YOUR TASK >> Your job is to copy the data that follows exactly, every line included.

##########

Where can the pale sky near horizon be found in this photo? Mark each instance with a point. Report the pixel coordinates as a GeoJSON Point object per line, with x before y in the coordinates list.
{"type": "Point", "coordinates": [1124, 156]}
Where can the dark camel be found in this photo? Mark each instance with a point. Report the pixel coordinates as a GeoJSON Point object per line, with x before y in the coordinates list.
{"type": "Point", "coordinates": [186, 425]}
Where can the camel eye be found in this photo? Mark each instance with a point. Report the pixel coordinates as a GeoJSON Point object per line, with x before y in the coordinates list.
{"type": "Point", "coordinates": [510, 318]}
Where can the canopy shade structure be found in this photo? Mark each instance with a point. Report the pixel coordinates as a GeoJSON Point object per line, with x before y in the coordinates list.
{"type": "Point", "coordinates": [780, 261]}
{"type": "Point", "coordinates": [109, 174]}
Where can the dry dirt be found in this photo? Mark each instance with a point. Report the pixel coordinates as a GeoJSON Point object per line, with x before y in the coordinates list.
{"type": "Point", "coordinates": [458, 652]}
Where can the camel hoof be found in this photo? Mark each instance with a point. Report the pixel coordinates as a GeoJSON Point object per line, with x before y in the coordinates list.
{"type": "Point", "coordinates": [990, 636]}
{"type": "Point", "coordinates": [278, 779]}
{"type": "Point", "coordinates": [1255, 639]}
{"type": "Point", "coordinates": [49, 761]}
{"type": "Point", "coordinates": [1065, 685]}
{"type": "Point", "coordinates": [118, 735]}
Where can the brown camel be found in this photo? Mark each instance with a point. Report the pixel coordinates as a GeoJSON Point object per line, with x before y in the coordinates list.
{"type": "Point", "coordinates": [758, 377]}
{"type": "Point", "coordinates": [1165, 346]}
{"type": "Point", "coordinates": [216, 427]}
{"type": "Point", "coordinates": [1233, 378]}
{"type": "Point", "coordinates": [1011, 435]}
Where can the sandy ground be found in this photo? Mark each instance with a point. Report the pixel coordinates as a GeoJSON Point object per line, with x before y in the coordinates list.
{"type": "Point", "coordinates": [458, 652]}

##########

TASK OUTPUT >>
Where can the pale sky near horizon be found in this photo? Mark each instance with a point. Report the pixel coordinates as a GeoJSON Point object per line, with x before y in the coordinates list.
{"type": "Point", "coordinates": [1124, 156]}
Where can the dark camel be found in this photo? Mark each instance with a point. Report the pixel coordinates as a GeoJSON Point object per line, with x before y in the coordinates list.
{"type": "Point", "coordinates": [186, 425]}
Where can the camel eye be found in this photo? Mark each instance with a point. Report the pixel coordinates as a GeoJSON Point object per line, with x before y in the coordinates list.
{"type": "Point", "coordinates": [510, 318]}
Where can the canopy shade structure be found in this photo? Mark each instance with a point. Report the pixel coordinates as a GeoJSON Point object per line, with x before y in the coordinates list.
{"type": "Point", "coordinates": [780, 261]}
{"type": "Point", "coordinates": [109, 174]}
Where can the dry dirt be found in this photo? Mark each instance with a point. Report the pixel coordinates as a GeoJSON Point object per line, with x before y in the coordinates list.
{"type": "Point", "coordinates": [458, 652]}
Where can the camel hoof be found in this photo? Mark each instance with a point. Report the pixel coordinates as a GeoJSON Point object per line, with x before y in the coordinates list.
{"type": "Point", "coordinates": [990, 636]}
{"type": "Point", "coordinates": [278, 779]}
{"type": "Point", "coordinates": [1255, 639]}
{"type": "Point", "coordinates": [49, 761]}
{"type": "Point", "coordinates": [1065, 685]}
{"type": "Point", "coordinates": [118, 735]}
Where can the brown camel be found in this photo? Mark each instance with a point. Report the pixel coordinates as a GeoJSON Point object per line, with x before y in the coordinates list.
{"type": "Point", "coordinates": [758, 377]}
{"type": "Point", "coordinates": [1165, 346]}
{"type": "Point", "coordinates": [216, 427]}
{"type": "Point", "coordinates": [1233, 378]}
{"type": "Point", "coordinates": [1011, 435]}
Where can the sandy ground be found in this photo? Mark each instance with a point. Report the pixel coordinates as a GeoJSON Point object per line, with x before y in the coordinates list.
{"type": "Point", "coordinates": [458, 652]}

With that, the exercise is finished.